=== Source excerpt ===

* * * * * * * * *

Family on Fire is a 2011 Nigerian film produced and directed by Tade Ogidan.
The film stars Saheed Balogun, Segun Arinze, Sola Fosudo and Sola Sobowale.
The film was premiered on November 4, 2011 at The Lighthouse Hall, Camberwell road, London.

Prominent actors and actress present includes; Kunle Afolayan, Richard Mofe Damijo,  Ramsey Nouah, Teju Babyface, Saheed Balogun, Segun Arinze and Bimbo Akintola.
It was premiered in Lagos State, southwestern Nigeria in April 2012. Notable actors in attendance were Femi Adebayo, Desmond Elliot, Yemi Shodimu and prominent Nigerians present were Molade Okoya-Thomas, a renowned Nigerian Business magnate, Abimbola Fashola and Oladipo Diya, a retired Lt. General and former Chief of the Defence Staff.

Plot
A young man, Kunle (Saheed Balogun) commits a grievous act that leaves his family members in anguish. In Lagos, Kunle hides cocaine in his mother's (Lanre Hassan) baggage before she pays a visit to his siblings, including the eldest brother Femi (Sola Fosudo) in London. His mother narrowly escapes from the British immigration officers.

* * * * * * * * *

=== Collected data ===
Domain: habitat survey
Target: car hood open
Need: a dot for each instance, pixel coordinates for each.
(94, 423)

* * * * * * * * *

=== Task brief ===
Duplicate the whole passage about the film Family on Fire above, word for word.

=== Full solution ===
Family on Fire is a 2011 Nigerian film produced and directed by Tade Ogidan.
The film stars Saheed Balogun, Segun Arinze, Sola Fosudo and Sola Sobowale.
The film was premiered on November 4, 2011 at The Lighthouse Hall, Camberwell road, London.

Prominent actors and actress present includes; Kunle Afolayan, Richard Mofe Damijo,  Ramsey Nouah, Teju Babyface, Saheed Balogun, Segun Arinze and Bimbo Akintola.
It was premiered in Lagos State, southwestern Nigeria in April 2012. Notable actors in attendance were Femi Adebayo, Desmond Elliot, Yemi Shodimu and prominent Nigerians present were Molade Okoya-Thomas, a renowned Nigerian Business magnate, Abimbola Fashola and Oladipo Diya, a retired Lt. General and former Chief of the Defence Staff.

Plot
A young man, Kunle (Saheed Balogun) commits a grievous act that leaves his family members in anguish. In Lagos, Kunle hides cocaine in his mother's (Lanre Hassan) baggage before she pays a visit to his siblings, including the eldest brother Femi (Sola Fosudo) in London. His mother narrowly escapes from the British immigration officers.